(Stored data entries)
****************

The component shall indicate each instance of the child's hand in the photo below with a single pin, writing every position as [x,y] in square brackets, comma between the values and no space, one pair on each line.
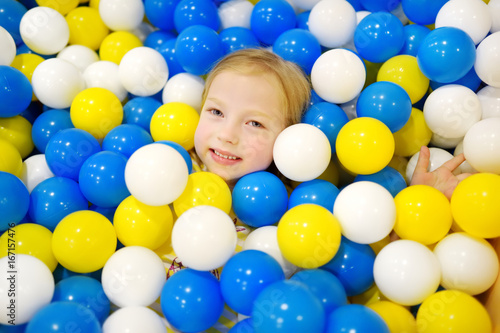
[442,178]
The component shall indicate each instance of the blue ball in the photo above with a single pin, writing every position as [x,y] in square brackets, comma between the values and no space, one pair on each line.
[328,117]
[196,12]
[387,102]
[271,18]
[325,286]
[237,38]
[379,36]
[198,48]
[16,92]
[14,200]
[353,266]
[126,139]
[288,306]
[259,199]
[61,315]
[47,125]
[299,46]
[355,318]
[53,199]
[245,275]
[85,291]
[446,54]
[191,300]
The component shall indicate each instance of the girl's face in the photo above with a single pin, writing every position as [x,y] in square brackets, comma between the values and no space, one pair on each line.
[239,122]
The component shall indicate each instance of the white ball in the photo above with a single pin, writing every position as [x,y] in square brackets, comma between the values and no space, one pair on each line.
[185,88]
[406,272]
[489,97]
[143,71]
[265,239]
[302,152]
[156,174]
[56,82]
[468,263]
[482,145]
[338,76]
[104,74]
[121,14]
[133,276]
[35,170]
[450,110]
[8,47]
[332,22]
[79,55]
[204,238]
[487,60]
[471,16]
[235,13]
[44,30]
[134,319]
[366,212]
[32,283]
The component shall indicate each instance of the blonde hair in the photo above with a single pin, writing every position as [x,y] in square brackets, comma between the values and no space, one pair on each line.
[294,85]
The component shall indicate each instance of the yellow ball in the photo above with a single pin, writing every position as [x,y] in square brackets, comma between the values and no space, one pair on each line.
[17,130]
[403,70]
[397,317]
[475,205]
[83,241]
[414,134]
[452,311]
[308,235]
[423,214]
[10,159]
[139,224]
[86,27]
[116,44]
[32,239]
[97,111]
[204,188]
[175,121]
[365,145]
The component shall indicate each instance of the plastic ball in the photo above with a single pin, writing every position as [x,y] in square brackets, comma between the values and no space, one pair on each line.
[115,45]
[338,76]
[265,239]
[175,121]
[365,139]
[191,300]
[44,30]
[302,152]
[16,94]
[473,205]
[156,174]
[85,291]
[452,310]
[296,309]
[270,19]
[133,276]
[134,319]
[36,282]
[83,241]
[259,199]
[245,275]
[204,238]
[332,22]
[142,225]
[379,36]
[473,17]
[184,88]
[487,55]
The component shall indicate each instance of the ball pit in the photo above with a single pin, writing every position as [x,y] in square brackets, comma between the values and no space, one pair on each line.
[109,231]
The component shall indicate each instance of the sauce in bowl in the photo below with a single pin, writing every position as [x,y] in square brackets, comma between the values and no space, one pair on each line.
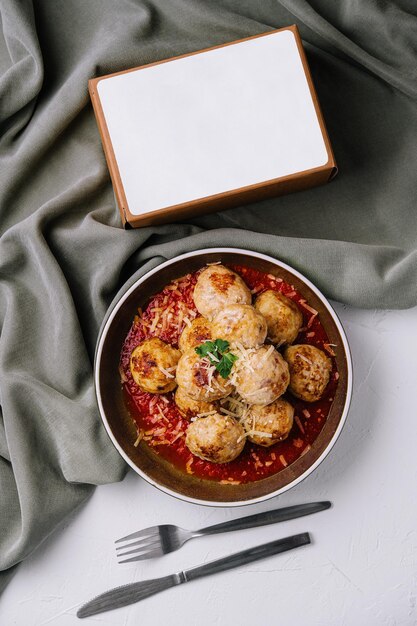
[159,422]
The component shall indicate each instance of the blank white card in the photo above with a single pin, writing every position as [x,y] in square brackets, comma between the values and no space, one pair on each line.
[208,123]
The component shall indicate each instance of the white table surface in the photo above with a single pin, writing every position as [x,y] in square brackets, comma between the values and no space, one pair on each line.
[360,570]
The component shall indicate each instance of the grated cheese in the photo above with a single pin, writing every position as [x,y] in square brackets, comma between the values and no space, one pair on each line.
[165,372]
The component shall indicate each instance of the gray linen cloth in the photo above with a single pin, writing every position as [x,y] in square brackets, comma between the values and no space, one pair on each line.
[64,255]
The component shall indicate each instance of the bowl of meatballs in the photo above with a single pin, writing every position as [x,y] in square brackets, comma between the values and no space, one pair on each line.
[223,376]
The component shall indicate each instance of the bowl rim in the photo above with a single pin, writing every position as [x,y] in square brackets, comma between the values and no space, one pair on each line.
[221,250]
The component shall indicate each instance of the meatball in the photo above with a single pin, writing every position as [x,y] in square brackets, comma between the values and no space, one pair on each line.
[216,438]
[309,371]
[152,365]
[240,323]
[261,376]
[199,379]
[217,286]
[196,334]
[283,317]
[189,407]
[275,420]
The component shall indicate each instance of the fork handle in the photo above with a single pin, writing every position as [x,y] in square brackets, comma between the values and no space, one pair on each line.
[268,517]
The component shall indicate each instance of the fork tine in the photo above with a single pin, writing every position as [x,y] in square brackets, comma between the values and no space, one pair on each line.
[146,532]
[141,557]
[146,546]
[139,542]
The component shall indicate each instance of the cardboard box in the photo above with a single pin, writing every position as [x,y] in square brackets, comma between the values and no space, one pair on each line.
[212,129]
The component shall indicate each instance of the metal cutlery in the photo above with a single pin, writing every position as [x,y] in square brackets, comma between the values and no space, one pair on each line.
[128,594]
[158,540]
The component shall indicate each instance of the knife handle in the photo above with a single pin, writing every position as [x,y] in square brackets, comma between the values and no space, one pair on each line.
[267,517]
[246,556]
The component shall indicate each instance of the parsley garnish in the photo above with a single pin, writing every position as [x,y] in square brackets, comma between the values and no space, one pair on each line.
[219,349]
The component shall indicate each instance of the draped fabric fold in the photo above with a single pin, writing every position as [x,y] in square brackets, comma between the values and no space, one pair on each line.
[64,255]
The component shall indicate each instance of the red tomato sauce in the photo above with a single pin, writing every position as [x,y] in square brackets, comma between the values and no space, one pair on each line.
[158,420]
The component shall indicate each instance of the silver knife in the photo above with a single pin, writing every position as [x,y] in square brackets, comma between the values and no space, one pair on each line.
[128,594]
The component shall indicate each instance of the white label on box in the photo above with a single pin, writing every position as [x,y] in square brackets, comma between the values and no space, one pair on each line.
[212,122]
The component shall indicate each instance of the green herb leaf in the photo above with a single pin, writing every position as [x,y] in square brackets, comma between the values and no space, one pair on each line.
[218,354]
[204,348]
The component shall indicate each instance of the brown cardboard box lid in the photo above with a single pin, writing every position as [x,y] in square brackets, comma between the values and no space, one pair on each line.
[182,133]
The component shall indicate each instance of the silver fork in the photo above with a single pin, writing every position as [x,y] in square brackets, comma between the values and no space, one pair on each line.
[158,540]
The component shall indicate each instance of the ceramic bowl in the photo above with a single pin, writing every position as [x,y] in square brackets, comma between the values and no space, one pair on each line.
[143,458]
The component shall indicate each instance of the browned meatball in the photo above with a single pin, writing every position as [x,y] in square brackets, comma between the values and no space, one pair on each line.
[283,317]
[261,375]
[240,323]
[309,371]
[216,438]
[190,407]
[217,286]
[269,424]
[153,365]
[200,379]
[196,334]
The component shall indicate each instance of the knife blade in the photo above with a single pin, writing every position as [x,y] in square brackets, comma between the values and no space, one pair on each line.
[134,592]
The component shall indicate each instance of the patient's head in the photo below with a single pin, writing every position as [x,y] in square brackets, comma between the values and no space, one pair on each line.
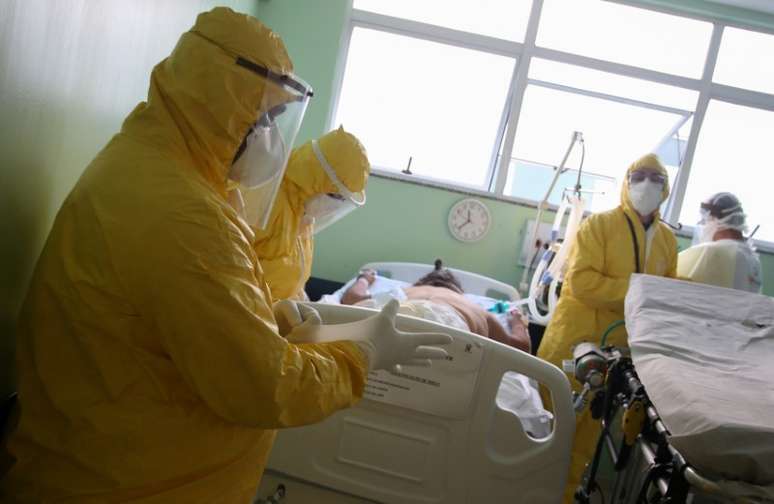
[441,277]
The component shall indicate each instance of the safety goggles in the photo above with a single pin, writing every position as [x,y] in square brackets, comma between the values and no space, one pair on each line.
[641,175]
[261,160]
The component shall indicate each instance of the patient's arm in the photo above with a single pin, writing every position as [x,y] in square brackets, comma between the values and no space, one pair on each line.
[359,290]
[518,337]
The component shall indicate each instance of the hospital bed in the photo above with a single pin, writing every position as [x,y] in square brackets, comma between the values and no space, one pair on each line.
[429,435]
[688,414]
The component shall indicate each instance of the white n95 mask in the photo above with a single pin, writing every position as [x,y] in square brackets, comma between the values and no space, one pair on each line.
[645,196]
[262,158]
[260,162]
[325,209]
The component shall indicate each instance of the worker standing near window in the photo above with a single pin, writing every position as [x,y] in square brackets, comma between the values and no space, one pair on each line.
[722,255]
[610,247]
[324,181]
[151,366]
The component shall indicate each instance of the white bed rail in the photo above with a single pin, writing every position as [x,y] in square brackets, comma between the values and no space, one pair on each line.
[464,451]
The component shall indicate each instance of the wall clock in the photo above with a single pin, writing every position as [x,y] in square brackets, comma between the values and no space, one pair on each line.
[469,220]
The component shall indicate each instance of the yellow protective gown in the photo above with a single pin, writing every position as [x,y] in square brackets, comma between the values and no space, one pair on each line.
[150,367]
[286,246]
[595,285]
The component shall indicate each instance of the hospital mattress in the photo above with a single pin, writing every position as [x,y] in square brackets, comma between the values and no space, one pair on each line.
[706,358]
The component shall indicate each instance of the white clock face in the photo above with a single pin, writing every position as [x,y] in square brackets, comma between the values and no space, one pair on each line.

****************

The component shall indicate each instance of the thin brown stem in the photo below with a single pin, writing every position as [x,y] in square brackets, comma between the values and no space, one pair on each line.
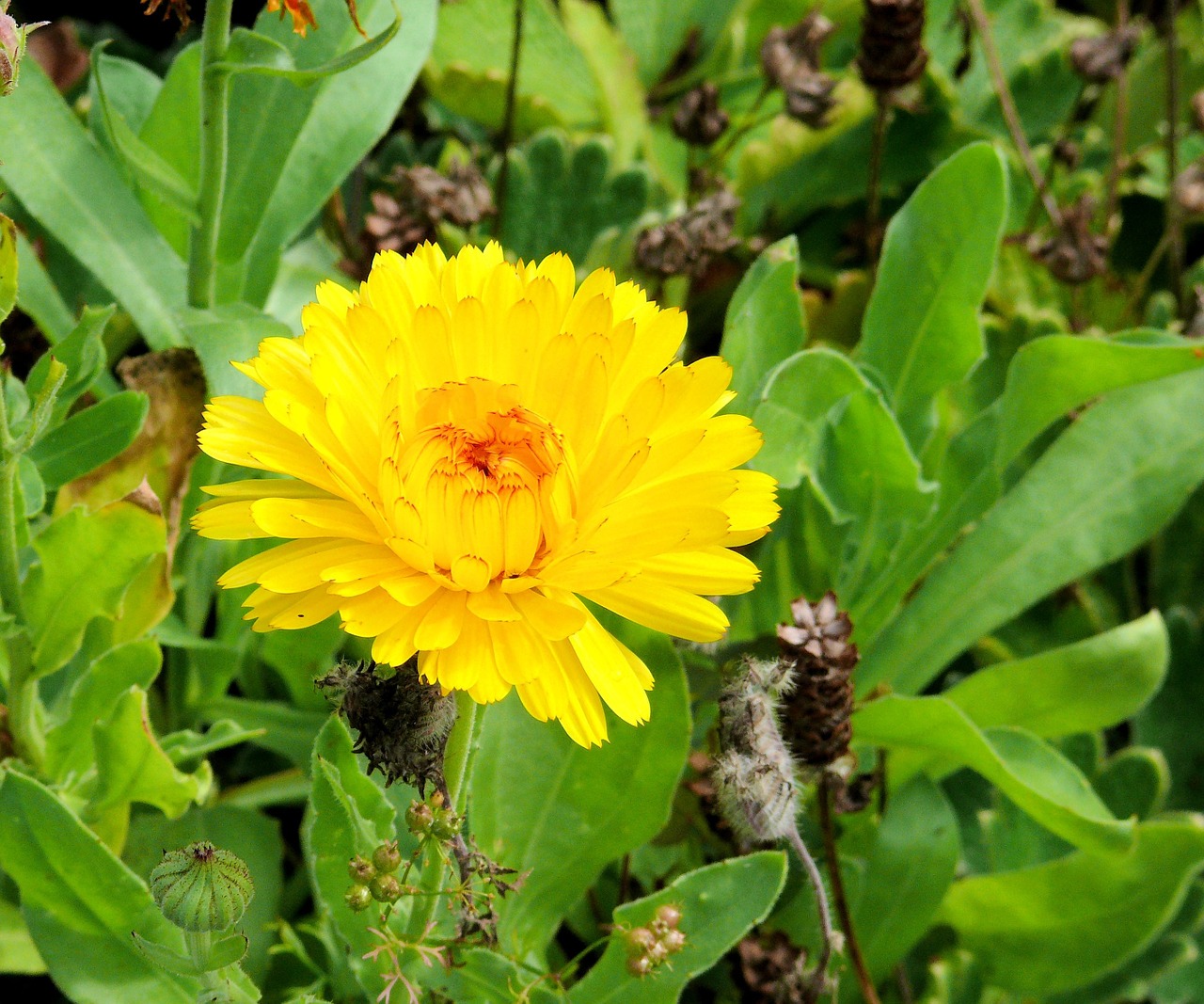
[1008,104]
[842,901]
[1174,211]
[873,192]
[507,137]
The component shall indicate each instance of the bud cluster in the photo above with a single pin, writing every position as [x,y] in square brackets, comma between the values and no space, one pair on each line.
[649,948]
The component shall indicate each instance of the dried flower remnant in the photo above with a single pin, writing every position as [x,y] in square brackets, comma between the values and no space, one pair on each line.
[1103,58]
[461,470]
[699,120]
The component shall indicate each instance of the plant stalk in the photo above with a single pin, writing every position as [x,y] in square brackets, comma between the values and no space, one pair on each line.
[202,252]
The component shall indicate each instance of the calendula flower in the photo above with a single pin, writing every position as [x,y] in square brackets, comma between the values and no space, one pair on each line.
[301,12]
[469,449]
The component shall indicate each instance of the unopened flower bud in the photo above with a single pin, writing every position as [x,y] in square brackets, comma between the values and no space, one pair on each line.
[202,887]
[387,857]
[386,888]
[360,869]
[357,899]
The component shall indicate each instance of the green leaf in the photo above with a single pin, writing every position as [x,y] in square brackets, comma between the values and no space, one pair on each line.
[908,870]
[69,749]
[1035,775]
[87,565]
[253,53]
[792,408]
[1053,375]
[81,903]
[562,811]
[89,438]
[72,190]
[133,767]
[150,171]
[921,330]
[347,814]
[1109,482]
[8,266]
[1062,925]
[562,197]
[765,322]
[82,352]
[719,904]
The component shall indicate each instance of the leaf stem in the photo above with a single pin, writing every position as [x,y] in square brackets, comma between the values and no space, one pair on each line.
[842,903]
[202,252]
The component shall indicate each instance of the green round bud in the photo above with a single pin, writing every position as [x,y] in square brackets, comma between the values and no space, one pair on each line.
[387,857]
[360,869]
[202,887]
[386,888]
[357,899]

****************

**What the task requires:** An exact copy of the lines above, from the one containing "the yellow protective" through the one containing "The component shall indicate each instance of the white clock", is the whole of the answer.

**Answer area:**
The component shall indicate each instance of the yellow protective gown in the photo above with a single pin, writing every position as [x,y] in square brackets, comma between the values and no space, one pair on each line.
[150,367]
[286,246]
[595,285]
The component shall indicate each instance of the hospital mattress in the photo above with a single pin, writing every position as [x,y] in square brackets, comma between the values and no space, one pair on each line.
[706,358]
The component shall indicate each instance of the white clock face in the photo above with a single pin, writing every position as [x,y] in square brackets, comma between the values and no space, one pair on each line.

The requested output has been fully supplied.